→ SET PROBLEM
Everything from the line with "of the fence" to the end of the data should be restated word for word, and nothing before it.

begin

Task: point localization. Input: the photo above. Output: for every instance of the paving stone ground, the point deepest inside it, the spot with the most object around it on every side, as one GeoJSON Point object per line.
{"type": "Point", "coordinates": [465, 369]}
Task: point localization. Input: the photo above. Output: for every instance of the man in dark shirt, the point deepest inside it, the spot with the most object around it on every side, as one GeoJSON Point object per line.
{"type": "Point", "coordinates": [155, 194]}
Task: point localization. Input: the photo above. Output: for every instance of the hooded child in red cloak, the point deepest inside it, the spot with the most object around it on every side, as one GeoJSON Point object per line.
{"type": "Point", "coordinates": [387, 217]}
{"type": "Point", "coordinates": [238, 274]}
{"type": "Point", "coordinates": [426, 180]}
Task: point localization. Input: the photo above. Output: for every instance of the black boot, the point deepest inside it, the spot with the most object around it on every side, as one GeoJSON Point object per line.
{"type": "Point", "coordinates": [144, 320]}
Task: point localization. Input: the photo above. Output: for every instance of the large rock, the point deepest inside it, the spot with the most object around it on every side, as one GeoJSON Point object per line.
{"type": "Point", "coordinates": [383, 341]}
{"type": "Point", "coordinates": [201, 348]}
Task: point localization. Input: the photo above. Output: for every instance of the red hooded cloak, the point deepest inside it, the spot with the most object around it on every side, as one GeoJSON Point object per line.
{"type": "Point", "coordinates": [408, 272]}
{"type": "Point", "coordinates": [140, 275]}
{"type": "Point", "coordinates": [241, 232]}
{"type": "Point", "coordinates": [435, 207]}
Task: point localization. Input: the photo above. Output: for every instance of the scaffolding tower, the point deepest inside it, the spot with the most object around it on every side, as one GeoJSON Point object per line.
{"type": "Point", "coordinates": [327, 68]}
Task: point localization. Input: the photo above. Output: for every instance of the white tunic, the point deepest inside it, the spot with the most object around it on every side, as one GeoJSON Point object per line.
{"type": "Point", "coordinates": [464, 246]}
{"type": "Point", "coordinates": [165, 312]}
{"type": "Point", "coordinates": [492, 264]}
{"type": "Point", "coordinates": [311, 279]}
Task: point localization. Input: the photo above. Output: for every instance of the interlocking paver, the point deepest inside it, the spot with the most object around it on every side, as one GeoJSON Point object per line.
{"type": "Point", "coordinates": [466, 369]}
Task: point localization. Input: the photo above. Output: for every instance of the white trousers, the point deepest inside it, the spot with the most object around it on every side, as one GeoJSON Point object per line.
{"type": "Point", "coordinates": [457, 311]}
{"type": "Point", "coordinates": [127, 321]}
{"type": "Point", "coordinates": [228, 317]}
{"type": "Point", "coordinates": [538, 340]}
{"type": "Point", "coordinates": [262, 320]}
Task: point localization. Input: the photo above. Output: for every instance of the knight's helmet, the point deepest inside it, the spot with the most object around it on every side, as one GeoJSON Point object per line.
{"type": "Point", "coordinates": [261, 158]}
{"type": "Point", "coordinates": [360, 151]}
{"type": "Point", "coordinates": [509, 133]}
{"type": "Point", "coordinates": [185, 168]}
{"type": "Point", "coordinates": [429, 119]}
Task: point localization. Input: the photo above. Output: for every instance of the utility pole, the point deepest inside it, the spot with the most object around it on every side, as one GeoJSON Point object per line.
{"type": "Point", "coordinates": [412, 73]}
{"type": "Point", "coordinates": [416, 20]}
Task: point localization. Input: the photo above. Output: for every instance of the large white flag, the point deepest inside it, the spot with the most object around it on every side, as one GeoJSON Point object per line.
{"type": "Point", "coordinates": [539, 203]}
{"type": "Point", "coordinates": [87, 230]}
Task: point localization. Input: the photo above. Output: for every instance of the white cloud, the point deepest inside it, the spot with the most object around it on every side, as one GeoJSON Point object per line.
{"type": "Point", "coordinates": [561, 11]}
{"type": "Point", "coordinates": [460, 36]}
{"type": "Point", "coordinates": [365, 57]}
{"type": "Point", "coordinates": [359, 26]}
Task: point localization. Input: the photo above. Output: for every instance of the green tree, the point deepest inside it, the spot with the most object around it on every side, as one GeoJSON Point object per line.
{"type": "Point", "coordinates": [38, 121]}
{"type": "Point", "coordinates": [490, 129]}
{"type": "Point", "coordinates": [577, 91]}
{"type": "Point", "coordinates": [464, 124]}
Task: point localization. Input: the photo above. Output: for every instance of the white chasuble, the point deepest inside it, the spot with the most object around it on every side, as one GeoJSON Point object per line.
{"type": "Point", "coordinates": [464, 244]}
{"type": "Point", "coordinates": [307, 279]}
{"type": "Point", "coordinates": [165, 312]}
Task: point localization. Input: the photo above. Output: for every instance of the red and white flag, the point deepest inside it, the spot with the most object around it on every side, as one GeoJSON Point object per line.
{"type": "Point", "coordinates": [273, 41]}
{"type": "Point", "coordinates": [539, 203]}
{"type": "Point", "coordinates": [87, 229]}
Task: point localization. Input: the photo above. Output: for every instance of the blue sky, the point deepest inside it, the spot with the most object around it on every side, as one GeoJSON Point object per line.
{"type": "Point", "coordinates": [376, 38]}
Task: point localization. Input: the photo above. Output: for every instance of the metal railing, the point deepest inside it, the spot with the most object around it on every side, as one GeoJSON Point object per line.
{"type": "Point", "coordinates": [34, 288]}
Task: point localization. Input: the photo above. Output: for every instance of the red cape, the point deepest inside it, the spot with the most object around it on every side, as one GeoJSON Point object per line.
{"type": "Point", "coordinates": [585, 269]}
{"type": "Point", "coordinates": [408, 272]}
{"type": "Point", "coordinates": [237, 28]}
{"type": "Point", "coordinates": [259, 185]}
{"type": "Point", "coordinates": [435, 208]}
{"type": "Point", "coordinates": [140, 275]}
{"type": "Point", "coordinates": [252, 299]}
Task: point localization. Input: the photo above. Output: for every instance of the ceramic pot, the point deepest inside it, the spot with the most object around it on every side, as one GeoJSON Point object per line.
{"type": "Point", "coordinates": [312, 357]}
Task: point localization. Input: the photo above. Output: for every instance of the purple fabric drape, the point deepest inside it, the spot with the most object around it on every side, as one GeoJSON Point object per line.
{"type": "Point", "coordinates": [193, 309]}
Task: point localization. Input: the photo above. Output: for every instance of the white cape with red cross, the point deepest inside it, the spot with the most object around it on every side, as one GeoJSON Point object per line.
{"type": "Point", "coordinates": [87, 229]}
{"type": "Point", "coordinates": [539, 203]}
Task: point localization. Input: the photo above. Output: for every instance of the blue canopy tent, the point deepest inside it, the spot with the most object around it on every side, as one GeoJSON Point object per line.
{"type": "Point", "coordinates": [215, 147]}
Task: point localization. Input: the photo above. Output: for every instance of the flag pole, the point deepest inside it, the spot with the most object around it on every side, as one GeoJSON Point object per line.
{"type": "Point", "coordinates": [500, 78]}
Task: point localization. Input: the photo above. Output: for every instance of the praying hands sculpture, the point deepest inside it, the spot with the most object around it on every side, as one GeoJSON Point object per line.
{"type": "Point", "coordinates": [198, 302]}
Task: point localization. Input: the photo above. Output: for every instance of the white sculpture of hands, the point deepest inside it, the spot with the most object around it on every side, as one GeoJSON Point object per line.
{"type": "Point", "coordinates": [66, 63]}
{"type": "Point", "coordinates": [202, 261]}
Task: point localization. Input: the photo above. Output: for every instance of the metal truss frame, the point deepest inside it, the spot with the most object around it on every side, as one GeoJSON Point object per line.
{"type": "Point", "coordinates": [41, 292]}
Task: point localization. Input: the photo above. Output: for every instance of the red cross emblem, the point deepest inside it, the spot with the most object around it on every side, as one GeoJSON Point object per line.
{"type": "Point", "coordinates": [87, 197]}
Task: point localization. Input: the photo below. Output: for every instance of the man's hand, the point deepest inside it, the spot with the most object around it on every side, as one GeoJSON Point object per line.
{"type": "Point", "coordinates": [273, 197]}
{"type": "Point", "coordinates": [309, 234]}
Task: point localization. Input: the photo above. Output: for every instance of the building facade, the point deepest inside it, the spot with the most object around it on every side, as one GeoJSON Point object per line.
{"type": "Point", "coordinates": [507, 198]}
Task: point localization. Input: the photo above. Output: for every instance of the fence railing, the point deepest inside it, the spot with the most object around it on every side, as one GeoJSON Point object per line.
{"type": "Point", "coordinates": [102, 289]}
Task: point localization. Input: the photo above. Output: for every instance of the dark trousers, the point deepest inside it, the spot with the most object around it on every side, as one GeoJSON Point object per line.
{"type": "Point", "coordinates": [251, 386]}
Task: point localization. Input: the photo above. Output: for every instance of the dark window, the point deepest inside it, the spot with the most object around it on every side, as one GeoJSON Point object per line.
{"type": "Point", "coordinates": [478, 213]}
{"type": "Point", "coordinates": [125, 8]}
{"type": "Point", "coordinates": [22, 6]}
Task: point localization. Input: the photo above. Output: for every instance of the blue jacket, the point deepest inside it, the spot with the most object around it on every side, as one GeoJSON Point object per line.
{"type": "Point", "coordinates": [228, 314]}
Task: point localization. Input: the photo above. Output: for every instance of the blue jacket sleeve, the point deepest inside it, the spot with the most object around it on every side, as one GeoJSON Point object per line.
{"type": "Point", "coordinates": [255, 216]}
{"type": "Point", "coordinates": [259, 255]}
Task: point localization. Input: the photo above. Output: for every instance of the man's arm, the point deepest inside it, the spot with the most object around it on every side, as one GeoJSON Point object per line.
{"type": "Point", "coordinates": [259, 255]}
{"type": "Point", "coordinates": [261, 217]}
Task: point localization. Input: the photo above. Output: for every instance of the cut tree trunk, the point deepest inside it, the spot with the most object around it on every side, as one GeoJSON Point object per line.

end

→ RESULT
Task: point localization. Input: the photo above. Output: for every instance of the fence railing, the point deepest inside it, the spot with the most object around it on every side, as one GeoJSON Point object per line.
{"type": "Point", "coordinates": [102, 289]}
Task: point localization. Input: the photo above. Output: for every instance of the dark trousers, the point deepest inside it, the spot with the most object around it on every side, as one GeoJSON Point object per line.
{"type": "Point", "coordinates": [251, 386]}
Task: point localization. Input: the photo above. Output: for every instance of the dark window, the point deepest inside it, the spot with the most object around it on every side, as one GeoJSON Point object per line.
{"type": "Point", "coordinates": [478, 213]}
{"type": "Point", "coordinates": [125, 8]}
{"type": "Point", "coordinates": [22, 6]}
Task: point localization. Input: the photo above. Output: for every instance of the blue jacket, the point deepest inside it, the spot with the most object around it on every side, as one GeoJSON Point object per line.
{"type": "Point", "coordinates": [228, 314]}
Task: point localization. Input: the photo above. Output: for every instance of the blue jacket sleeve, the point deepest inside it, the spot with the most object around it on every side, as one GeoJSON Point object per line.
{"type": "Point", "coordinates": [255, 216]}
{"type": "Point", "coordinates": [259, 255]}
Task: point localization. Input: the photo above. Output: for every instance of the man's arm, the point deepest inside it, the spot with the most object around it on every side, as one GeoJSON Point object per line.
{"type": "Point", "coordinates": [259, 255]}
{"type": "Point", "coordinates": [261, 217]}
Task: point localization. Input: the photo above. Output: for every instance of the cut tree trunk, the point deepest inside it, the spot with the most object around it on every side, as one GeoJSON Point object per line.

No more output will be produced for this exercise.